"""

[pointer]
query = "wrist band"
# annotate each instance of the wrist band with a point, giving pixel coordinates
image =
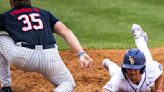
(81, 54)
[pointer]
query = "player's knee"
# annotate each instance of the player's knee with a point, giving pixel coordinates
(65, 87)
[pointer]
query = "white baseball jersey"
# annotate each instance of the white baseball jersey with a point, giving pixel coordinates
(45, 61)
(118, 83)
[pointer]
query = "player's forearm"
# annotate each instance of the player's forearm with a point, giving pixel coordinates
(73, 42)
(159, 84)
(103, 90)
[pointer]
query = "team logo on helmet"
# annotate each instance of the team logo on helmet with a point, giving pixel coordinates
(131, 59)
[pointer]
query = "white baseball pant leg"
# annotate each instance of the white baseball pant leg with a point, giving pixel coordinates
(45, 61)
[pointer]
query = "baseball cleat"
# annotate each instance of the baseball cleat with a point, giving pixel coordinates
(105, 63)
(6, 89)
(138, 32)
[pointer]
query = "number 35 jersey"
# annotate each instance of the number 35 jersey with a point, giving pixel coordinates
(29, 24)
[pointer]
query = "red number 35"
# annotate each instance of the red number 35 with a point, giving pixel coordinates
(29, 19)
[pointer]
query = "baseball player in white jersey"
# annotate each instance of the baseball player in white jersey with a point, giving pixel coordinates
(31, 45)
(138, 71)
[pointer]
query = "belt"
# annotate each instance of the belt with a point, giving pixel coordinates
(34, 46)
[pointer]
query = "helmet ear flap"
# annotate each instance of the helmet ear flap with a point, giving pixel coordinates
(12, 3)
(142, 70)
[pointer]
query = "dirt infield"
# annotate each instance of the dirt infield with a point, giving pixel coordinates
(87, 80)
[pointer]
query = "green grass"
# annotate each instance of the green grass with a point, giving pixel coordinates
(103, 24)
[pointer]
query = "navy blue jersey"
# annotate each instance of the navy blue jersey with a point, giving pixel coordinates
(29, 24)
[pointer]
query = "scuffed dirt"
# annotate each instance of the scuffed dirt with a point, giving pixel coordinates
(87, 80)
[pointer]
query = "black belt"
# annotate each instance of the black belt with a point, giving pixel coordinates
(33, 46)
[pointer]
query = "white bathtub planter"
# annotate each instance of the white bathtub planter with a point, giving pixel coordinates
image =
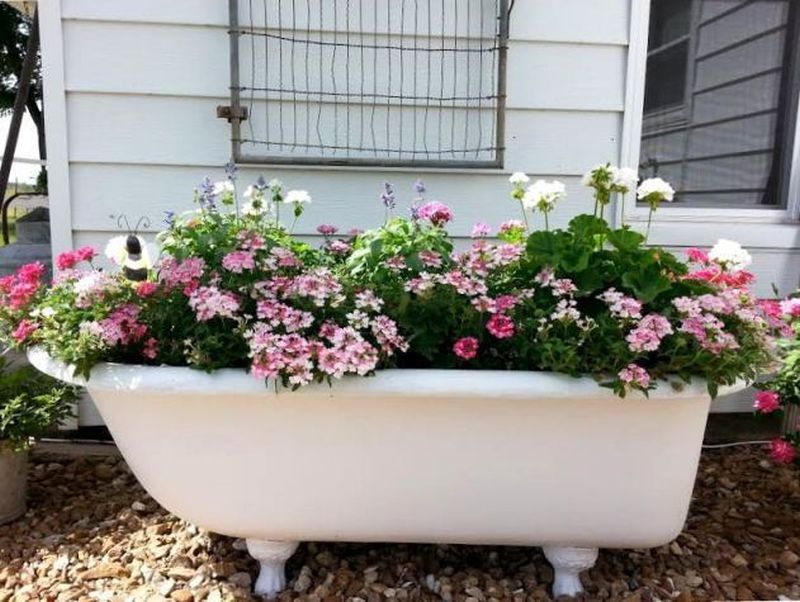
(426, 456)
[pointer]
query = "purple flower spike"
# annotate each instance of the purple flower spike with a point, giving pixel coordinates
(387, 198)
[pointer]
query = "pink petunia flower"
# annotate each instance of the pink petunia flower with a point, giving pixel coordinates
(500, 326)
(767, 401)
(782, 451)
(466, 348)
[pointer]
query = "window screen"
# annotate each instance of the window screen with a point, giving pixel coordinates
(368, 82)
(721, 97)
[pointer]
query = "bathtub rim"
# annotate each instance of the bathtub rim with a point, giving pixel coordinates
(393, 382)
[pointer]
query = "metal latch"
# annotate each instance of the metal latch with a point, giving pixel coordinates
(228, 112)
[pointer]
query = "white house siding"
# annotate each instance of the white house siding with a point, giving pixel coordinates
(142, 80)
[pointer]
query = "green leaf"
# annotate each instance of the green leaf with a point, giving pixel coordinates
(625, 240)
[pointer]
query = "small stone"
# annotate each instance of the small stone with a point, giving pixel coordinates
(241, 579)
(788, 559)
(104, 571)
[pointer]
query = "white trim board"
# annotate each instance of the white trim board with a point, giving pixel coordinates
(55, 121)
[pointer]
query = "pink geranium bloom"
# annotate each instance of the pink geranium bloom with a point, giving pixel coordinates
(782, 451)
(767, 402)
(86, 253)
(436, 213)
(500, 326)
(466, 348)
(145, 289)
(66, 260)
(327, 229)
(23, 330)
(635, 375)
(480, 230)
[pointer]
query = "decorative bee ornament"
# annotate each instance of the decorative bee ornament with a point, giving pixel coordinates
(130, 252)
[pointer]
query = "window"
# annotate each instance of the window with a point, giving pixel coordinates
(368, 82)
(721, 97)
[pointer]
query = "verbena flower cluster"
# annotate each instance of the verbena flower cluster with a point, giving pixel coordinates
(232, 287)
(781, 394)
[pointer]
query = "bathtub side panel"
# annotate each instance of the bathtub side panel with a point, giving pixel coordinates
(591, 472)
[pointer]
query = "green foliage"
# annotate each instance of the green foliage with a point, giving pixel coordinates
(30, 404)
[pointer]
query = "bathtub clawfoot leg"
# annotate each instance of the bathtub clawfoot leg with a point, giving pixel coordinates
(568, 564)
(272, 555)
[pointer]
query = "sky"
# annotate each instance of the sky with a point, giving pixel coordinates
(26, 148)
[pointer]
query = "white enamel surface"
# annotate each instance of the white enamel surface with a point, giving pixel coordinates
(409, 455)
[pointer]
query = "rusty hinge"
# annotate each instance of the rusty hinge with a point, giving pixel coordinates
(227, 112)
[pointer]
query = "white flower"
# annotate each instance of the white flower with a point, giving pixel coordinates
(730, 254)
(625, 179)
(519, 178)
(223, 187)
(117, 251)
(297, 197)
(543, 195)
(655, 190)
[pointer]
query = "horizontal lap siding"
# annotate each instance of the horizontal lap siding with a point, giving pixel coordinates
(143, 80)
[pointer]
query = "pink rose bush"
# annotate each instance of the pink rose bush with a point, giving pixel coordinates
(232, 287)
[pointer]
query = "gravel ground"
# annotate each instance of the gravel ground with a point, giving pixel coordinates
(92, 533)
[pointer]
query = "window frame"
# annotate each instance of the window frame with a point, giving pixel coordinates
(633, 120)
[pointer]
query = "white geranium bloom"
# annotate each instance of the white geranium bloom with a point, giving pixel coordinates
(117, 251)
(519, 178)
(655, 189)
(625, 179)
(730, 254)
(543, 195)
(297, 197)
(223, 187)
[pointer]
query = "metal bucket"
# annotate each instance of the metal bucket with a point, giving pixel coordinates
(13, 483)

"""

Work required: Each entry above should be returned exactly as written, minus its pictures.

Expected answer:
[pointer]
query = "wrist band"
# annotate each instance of the wrist band with a point, giving pixel coordinates
image =
(81, 54)
[pointer]
query = "player's knee"
# annotate each instance of the player's knee with a point, giving pixel coordinates
(65, 87)
[pointer]
query = "white baseball jersey"
# annotate each instance of the white baseball jersey with a point, giving pixel coordinates
(45, 61)
(118, 83)
[pointer]
query = "player's forearm"
# annotate each instance of the player's forearm with a point, giving pixel coordinates
(73, 42)
(159, 84)
(103, 90)
[pointer]
query = "team logo on helmet"
# annotate each instance of the team logo on helmet with a point, giving pixel coordinates
(131, 59)
[pointer]
query = "white baseball pant leg"
# annotate each instance of the white baseball pant leg with a point, giving pixel coordinates
(45, 61)
[pointer]
query = "baseball cleat"
# annotate each instance of the baseball cleat with a point, giving pixel coordinates
(105, 63)
(6, 89)
(138, 32)
[pointer]
query = "number 35 jersey"
# annotate each instance of the number 35 jersey with a point, giving pixel coordinates
(29, 24)
[pointer]
query = "red number 35"
# annotate each instance of the red number 35 with a point, giving pixel coordinates
(29, 19)
[pointer]
query = "baseball player in white jersey"
# annotate each instance of the baseball player in white jersey with a point, giving pixel coordinates
(31, 45)
(138, 71)
[pointer]
query = "belt"
# annotate each instance of the belt with a point, giving pixel coordinates
(34, 46)
[pointer]
query = "helmet ear flap"
# annotate each instance of the helmet ear flap with a point, giving pixel coordinates
(12, 3)
(142, 70)
[pointer]
query = "dirt infield"
# annotate each instance of the dirt infield with a point, giving pixel coordinates
(87, 80)
[pointer]
query = "green grass"
# annotate each instance of the green grass with a point, giving pixel coordinates
(103, 24)
[pointer]
query = "navy blue jersey"
# annotate each instance of the navy blue jersey with a point, giving pixel coordinates
(29, 24)
[pointer]
query = "scuffed dirt"
# annotate each instance of the scuffed dirt with a point, giving pixel coordinates
(87, 80)
[pointer]
query = "black belt"
# annotate each instance of the black belt with a point, giving pixel coordinates
(33, 46)
[pointer]
query = "white bathtub planter"
# annotate each instance of the white bathtub planter with a point, giving pixel coordinates
image =
(426, 456)
[pointer]
query = "purple flower spike"
# annotate each instance of the purple flower spike with a point, giving pixel coordinates
(387, 198)
[pointer]
query = "pink petunia flower"
# annotate each instance of the pink petunia flower with a point, giving pixel coordinates
(500, 326)
(767, 401)
(782, 451)
(466, 348)
[pointer]
query = "window screen"
# annotate each instance of the window screen with a point, giving pixel coordinates
(368, 82)
(721, 97)
[pointer]
query = "bathtub rim"
# annotate each instance of the bathtub rim with a point, giving pixel coordinates
(393, 382)
[pointer]
query = "metal latch"
# annotate each instance of the metal latch with a point, giving pixel coordinates
(228, 112)
[pointer]
query = "white house siding"
# annotate each instance of the white house siding with a point, giving pixel coordinates
(142, 80)
[pointer]
query = "green leaf"
# annotate each instance of the green leaf with a point, giving pixel coordinates
(625, 240)
[pointer]
query = "small stone"
# annotate each instance of the small stone with a point, giving pixel coordinates
(241, 579)
(788, 559)
(104, 571)
[pointer]
query = "white trim board"
# annotate each instance of the white trim board with a point, giving pixel coordinates
(55, 121)
[pointer]
query = "pink geranium bloom"
# annotate each instance of the pink geranium bloom with a point, giving pixel coordinates
(782, 451)
(767, 402)
(86, 253)
(436, 213)
(500, 326)
(466, 348)
(145, 289)
(66, 260)
(327, 229)
(23, 330)
(635, 375)
(480, 230)
[pointer]
query = "decorative bee ornament"
# annotate each instance of the decorative bee ornament with a point, giving pixel coordinates
(130, 252)
[pointer]
query = "window"
# annotate each instance of the window with a point, giving pixel coordinates
(368, 82)
(721, 97)
[pointer]
query = "verbena flower cluster"
# annotate each instance of the verbena flower cluster with a point, giving pixel coordinates
(232, 287)
(781, 394)
[pointer]
query = "bathtub side panel"
# annotate each instance of the bathtub side panel with a point, giving pixel coordinates
(591, 472)
[pointer]
query = "green foliage"
# annotate each instance of the green foliage with a point, giving pixel coordinates
(30, 404)
[pointer]
query = "bathtub clawfoot leg"
# annotate each instance of the bathtub clawfoot leg with a point, giving pixel coordinates
(568, 564)
(272, 555)
[pointer]
query = "sky"
# annotate each instance of the sky with a point, giving pixel coordinates
(26, 148)
[pointer]
query = "white enamel surface"
# annotate each instance of the white enamel surface with a point, giving pixel coordinates
(409, 455)
[pointer]
query = "rusty hinge"
# annotate each instance of the rusty hinge with a point, giving pixel coordinates
(227, 112)
[pointer]
query = "white flower"
# annotate each instance of the white flower with a point, giving pixel coordinates
(730, 254)
(625, 179)
(519, 178)
(223, 187)
(117, 251)
(297, 197)
(543, 195)
(655, 190)
[pointer]
query = "horizontal lap siding"
# annotate each instance of the horizontal lap siding with a point, giving pixel coordinates
(143, 80)
[pointer]
query = "pink rose bush"
# annotate each instance of the pink rose bush with a point, giving pixel coordinates
(232, 287)
[pointer]
query = "gravel ground"
# annotate each instance of the gravel ground with a point, giving pixel coordinates
(92, 533)
[pointer]
query = "window frame"
# annotate each instance of the window frame with a point, giving pixel coordinates
(633, 120)
[pointer]
query = "white geranium bloom"
# annotate each instance of the white geranium bloom with a point, giving pixel coordinates
(117, 251)
(519, 178)
(655, 189)
(625, 179)
(730, 254)
(543, 195)
(297, 197)
(223, 187)
[pointer]
query = "metal bucket"
# annotate each instance of the metal bucket with a point, giving pixel coordinates
(13, 483)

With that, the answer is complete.